>>>

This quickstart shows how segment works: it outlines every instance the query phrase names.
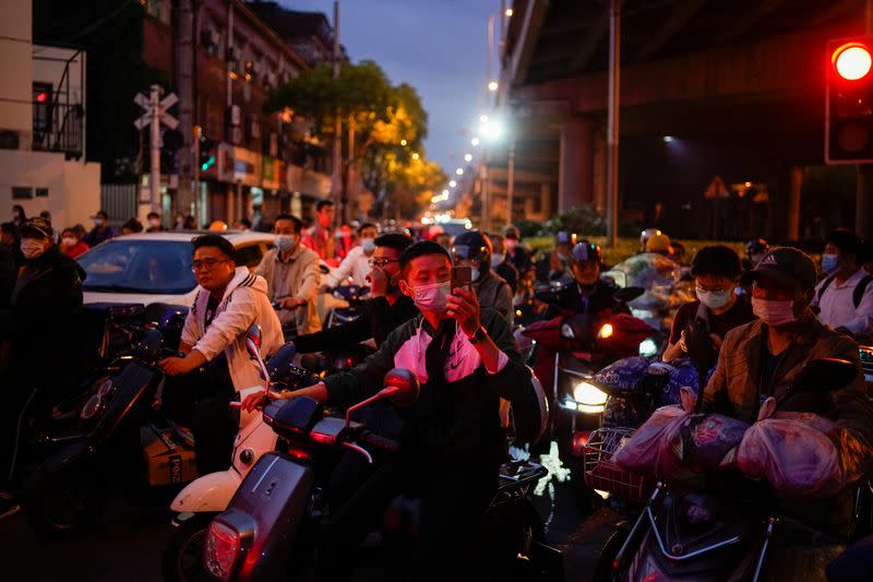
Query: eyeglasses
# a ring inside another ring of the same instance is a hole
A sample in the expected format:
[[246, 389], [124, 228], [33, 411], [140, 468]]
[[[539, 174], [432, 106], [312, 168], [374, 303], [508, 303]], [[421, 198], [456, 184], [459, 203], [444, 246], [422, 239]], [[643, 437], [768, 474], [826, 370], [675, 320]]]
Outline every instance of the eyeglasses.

<<<
>>>

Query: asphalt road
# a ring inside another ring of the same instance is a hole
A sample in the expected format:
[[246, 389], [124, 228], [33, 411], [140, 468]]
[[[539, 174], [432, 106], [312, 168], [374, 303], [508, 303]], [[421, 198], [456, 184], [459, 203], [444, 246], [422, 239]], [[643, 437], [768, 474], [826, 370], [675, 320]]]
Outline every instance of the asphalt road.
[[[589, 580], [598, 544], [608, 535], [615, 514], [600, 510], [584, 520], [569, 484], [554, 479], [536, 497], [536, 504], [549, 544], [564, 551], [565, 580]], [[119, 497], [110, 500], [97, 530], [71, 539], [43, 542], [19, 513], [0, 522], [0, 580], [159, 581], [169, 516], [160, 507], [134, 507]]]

<<<
>>>

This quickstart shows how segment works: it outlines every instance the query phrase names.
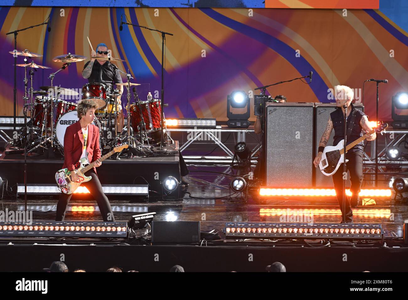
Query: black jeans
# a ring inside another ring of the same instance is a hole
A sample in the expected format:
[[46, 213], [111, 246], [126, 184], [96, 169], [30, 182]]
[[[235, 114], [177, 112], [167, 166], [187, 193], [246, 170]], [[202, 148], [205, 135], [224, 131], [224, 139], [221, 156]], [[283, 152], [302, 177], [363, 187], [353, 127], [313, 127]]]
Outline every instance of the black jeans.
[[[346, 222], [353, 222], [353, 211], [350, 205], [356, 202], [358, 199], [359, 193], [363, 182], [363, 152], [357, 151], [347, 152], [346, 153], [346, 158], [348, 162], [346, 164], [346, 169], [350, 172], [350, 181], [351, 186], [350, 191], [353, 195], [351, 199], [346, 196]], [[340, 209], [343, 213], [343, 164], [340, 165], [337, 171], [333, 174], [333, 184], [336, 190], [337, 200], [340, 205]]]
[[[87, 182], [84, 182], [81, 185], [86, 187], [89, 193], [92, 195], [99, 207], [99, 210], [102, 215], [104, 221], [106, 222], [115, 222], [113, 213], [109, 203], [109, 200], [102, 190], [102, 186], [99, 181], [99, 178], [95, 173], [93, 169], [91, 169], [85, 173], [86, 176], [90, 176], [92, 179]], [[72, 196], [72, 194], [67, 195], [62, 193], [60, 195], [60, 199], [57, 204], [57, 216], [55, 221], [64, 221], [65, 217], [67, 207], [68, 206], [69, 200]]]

<<<

#### PROBLEM
Count the lines above that contain the word "eyeglasses", treating case as significant, and reply with only the number.

#### THE SOLUTION
2